## Yazılı alıştırma 1
Aşağıdaki (a), (b) ve (c) ifadelerinin verilen metne uyup uymadığını belirtin. Her biri için "evet" ya da "hayır" deyin ve karara dayanak olan sözleri metinden aynen aktarın.
(a) Ayetin nüzul sebebine ilişkin açıklamayı İbn Abbas yapmıştır.
(b) Namazda sesin olabildiğince yükseltilmesi emredilir.
(c) Yemame'de Rahman diye anılan bir put vardı.
## Yazılı alıştırma 2
Kayıtlarda "doorway in the photo above." ifadesinin geçtiği satırdan başlayın ve kayıtların son satırında bitirin. İki uçtaki satırlar da dahil olmak üzere yalnızca bu satırları, boş satırları atlayıp her satıra bir dize düşecek biçimde bir JSON dize listesine dönüştürün.

## Verilen metin
>>

İSRA 110 |
{س}
قُلِ
ادْعُواْ
اللّهَ أَوِ
ادْعُواْ
الرَّحْمَـنَ
أَيّاً مَّا
تَدْعُواْ فَلَهُ
الأَسْمَاء
الْحُسْنَى
وَلاَ تَجْهَرْ
بِصَلاَتِكَ
وَلاَ
تُخَافِتْ
بِهَا
وَابْتَغِ بَيْنَ
ذَلِكَ
سَبِيلاً |
110. De ki:
"İster Allah diye çağırın, ister Rahman diye çağırın. Hangisiyle
çağırırsanız çağırın, esasen en güzel isimler O'nundur." Namazında sesini
ne pek yükselt, ne de pek kıs. İkisi ortası bir yol tut.
"De ki: İster Allah
diye çağırın, ister Rahman diye çağırın. Hangisiyle çağırırsanız çağırın,
esasen en güzel isimler O'nundur" diye başlayan bu ayet-i kerimenin nüzul
sebebi şudur: Müşrikler, Rasulullah (s.a.v.)'ın: "Ey Allah, ey
Rahman" diye dua ettiğini görünce: Muhammed bize birtek ilaha dua etmemizi
emrediyorken, kendisi iki ilaha dua edip çağırıyor, dediler. Bu açıklamayı İbn
Abbas yapmıştır.
Mekhul de şöyle
demektedir: Bir gece Rasulullah (s.a.v.) teheccüd namazı kıldı ve duasında:
"Ya Rahman, ya Rahim" dedi. Müşriklerden birisi onun bu duasını
işitti. Yemame'de de er-Rahman diye adlandırılan bir adam vardı. Bu sözü işiten
kişi şöyle dedi: Muhammed'e ne oluyor ki, Yemame'nin Rahman'ına dua ediyor. Bu
ayet-i kerime bu iki ismin (Allah ve Rahman'ın) aynı Yüce zatın iki ayrı ismi
olduğunu beyan etmek üzere indi. Eğer siz O'na Allah diye dua edecek olursanız
O'dur, yine O'na Rahman diye dua ederseniz yine O'dur.

<<

## Kaynak kayıtlar
>>

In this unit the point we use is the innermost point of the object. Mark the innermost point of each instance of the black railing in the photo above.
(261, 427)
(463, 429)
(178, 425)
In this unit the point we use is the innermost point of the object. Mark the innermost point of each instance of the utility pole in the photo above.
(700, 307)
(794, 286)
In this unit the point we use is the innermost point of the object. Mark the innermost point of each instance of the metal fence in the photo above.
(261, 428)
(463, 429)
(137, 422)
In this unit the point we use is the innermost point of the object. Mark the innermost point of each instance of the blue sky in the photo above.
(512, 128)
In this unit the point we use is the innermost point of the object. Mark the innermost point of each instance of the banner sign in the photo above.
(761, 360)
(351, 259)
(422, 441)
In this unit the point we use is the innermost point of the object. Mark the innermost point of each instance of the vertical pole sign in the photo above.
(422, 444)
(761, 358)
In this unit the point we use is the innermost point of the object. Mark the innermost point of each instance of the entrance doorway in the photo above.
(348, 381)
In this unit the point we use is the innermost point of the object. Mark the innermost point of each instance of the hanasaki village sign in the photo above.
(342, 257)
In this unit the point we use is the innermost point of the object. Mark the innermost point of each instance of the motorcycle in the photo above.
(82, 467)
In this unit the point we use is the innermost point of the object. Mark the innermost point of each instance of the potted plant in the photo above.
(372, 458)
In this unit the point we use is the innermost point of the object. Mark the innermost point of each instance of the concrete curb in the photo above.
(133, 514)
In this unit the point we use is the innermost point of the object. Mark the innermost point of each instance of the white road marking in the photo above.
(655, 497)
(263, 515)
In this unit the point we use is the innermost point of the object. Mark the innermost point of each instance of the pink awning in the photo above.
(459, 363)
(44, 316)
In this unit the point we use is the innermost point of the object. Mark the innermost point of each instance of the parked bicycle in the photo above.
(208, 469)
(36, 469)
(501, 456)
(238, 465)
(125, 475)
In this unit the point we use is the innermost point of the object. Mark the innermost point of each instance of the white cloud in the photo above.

<<

## Görev çıktısı 1
(a) Evet: "Bu açıklamayı İbn Abbas yapmıştır."
(b) Hayır: "Namazında sesini ne pek yükselt, ne de pek kıs."
(c) Hayır: "Yemame'de de er-Rahman diye adlandırılan bir adam vardı."

## Görev çıktısı 2
[
  "In this unit the point we use is the innermost point of the object. Mark the innermost point of each instance of the entrance doorway in the photo above.",
  "(348, 381)",
  "In this unit the point we use is the innermost point of the object. Mark the innermost point of each instance of the hanasaki village sign in the photo above.",
  "(342, 257)",
  "In this unit the point we use is the innermost point of the object. Mark the innermost point of each instance of the motorcycle in the photo above.",
  "(82, 467)",
  "In this unit the point we use is the innermost point of the object. Mark the innermost point of each instance of the potted plant in the photo above.",
  "(372, 458)",
  "In this unit the point we use is the innermost point of the object. Mark the innermost point of each instance of the concrete curb in the photo above.",
  "(133, 514)",
  "In this unit the point we use is the innermost point of the object. Mark the innermost point of each instance of the white road marking in the photo above.",
  "(655, 497)",
  "(263, 515)",
  "In this unit the point we use is the innermost point of the object. Mark the innermost point of each instance of the pink awning in the photo above.",
  "(459, 363)",
  "(44, 316)",
  "In this unit the point we use is the innermost point of the object. Mark the innermost point of each instance of the parked bicycle in the photo above.",
  "(208, 469)",
  "(36, 469)",
  "(501, 456)",
  "(238, 465)",
  "(125, 475)",
  "In this unit the point we use is the innermost point of the object. Mark the innermost point of each instance of the white cloud in the photo above."
]